Extracted entries

╔══

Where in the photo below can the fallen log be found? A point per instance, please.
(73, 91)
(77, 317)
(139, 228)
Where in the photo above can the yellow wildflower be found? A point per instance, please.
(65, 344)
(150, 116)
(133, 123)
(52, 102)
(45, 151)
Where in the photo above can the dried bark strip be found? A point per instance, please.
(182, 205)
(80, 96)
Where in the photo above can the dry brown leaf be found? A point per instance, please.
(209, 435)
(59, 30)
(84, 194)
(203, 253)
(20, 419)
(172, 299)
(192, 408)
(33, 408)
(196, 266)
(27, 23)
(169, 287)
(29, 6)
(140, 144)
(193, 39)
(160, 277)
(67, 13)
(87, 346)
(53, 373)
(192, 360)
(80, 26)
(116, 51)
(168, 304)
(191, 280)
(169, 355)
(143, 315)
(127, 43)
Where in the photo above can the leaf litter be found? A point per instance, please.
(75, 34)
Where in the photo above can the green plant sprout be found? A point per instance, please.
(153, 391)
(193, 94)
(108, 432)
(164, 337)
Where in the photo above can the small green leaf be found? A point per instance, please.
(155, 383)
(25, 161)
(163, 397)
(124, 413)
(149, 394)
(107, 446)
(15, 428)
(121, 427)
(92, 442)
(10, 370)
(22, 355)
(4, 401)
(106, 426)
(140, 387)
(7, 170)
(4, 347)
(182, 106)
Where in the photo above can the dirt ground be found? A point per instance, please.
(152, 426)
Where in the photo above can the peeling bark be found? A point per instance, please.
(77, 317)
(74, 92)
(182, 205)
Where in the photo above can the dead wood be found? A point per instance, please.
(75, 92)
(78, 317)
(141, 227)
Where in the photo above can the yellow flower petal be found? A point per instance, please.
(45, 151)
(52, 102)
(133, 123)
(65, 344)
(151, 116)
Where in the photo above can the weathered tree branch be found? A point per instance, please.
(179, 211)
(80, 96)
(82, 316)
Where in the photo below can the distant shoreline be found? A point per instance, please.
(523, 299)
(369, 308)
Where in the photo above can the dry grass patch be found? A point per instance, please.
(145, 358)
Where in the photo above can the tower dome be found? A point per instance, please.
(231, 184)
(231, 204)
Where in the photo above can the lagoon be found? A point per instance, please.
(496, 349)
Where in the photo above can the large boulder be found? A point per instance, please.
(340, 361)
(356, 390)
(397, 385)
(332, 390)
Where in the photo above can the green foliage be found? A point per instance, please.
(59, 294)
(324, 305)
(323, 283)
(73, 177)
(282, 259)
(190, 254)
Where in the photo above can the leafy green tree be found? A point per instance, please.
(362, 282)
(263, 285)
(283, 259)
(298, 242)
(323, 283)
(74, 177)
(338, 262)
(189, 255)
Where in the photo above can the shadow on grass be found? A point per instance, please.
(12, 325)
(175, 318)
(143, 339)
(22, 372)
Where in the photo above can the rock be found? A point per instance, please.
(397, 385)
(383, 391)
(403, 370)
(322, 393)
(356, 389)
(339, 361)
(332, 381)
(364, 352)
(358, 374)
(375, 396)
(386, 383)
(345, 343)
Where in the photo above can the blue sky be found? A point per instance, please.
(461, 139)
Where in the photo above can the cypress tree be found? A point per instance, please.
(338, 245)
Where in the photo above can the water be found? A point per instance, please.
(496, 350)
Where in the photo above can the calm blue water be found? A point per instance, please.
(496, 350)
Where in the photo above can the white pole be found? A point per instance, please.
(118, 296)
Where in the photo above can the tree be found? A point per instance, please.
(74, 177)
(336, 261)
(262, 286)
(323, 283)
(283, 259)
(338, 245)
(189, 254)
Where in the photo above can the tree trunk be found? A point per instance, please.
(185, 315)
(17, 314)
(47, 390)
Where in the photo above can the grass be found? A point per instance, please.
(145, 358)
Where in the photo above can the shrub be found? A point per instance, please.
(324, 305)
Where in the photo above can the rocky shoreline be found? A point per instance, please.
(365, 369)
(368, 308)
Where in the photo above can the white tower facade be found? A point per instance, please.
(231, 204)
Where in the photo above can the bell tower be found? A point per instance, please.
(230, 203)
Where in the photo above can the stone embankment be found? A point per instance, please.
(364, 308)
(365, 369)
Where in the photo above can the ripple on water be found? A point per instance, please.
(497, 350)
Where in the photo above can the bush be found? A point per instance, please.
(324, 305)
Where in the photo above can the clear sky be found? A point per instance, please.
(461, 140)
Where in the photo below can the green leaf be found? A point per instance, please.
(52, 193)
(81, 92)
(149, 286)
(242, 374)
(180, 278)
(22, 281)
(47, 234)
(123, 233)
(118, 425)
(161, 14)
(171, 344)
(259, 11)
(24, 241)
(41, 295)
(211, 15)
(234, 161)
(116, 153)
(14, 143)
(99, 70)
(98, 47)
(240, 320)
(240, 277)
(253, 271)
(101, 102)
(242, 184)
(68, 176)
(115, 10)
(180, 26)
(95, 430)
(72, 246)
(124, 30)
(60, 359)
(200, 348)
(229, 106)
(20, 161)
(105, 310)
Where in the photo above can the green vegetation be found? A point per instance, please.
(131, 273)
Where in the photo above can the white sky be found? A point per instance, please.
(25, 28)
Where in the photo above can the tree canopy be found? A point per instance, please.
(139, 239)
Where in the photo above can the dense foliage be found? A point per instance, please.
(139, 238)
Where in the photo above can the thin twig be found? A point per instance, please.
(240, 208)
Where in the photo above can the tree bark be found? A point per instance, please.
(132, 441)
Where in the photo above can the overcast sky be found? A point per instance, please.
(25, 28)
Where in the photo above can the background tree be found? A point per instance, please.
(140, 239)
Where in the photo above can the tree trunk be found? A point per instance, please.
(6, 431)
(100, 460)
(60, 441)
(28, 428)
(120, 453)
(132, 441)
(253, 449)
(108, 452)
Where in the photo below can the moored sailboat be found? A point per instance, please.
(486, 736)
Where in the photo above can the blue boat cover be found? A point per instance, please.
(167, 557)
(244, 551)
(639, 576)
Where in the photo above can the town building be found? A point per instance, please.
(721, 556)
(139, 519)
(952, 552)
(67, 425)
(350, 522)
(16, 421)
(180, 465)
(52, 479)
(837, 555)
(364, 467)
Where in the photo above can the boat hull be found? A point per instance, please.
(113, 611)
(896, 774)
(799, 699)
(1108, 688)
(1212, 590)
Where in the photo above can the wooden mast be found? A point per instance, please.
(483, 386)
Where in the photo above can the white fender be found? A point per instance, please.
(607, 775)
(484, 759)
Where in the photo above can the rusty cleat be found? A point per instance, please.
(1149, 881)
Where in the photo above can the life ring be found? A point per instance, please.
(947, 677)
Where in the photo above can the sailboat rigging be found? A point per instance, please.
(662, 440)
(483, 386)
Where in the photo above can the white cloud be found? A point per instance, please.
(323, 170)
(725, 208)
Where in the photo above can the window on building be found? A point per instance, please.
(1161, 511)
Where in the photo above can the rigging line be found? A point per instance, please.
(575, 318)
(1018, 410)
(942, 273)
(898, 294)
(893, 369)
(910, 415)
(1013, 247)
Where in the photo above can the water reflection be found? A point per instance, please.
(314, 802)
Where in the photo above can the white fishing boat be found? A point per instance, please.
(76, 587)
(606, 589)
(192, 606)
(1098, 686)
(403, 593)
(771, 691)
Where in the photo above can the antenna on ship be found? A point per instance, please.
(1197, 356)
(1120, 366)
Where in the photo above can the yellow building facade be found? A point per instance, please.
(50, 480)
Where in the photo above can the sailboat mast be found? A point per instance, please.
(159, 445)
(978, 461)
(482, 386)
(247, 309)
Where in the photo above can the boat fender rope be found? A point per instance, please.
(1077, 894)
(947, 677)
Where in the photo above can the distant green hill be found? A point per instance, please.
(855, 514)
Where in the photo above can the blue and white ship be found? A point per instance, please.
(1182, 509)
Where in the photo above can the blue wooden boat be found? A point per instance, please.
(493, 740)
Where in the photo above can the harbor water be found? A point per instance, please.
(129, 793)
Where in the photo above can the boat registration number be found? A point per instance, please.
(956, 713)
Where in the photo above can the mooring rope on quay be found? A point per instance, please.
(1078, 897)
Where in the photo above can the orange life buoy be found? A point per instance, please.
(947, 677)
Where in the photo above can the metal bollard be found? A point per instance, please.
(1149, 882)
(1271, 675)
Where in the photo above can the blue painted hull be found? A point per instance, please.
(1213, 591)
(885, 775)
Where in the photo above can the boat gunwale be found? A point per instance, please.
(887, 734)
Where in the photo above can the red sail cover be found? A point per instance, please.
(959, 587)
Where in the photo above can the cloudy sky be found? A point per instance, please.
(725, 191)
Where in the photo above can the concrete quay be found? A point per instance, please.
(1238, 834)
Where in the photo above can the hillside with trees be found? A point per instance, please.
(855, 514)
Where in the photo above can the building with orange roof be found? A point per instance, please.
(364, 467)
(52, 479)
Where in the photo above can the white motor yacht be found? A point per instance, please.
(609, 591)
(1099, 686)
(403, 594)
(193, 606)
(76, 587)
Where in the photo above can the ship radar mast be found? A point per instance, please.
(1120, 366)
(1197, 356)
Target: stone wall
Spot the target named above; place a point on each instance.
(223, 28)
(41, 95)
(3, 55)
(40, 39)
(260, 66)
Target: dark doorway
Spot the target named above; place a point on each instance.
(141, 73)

╚══

Instruction
Transcribe word for word the lines from the one holding "Where in the photo above can the orange" to the last line of the listing above, inclusive.

Reply
Where in the photo above can the orange life buoy be found? A point per instance, please.
(947, 677)
Where in the photo above can the metal bollard be found? A point per instance, please.
(1149, 882)
(1271, 675)
Where in the photo above can the blue painted hull be found? A point per instance, please.
(1213, 591)
(885, 775)
Where in the photo above can the boat gunwale be found? A point per instance, please.
(887, 734)
Where in the photo above can the red sail cover be found? A point per instance, please.
(959, 587)
Where in the photo above can the cloudy sky be found? A point per instance, please.
(725, 191)
Where in the photo above can the concrete quay be found? A point per instance, please.
(1238, 834)
Where in the photo above can the hillside with trees be found? A point per instance, please.
(855, 514)
Where in the photo above can the building with orange roof be found? A point per instance, please.
(364, 467)
(52, 479)
Where in the photo above can the white motor yacht be found? A point per instance, please.
(609, 591)
(1099, 686)
(403, 594)
(193, 606)
(76, 587)
Where in the photo above can the ship radar mast be found? A point per instance, please.
(1120, 366)
(1197, 356)
Target: stone wall
Spot the target named above; place a point on each instance.
(223, 28)
(41, 95)
(3, 55)
(40, 39)
(260, 66)
Target: dark doorway
Spot the target named above; place a point on each instance.
(141, 73)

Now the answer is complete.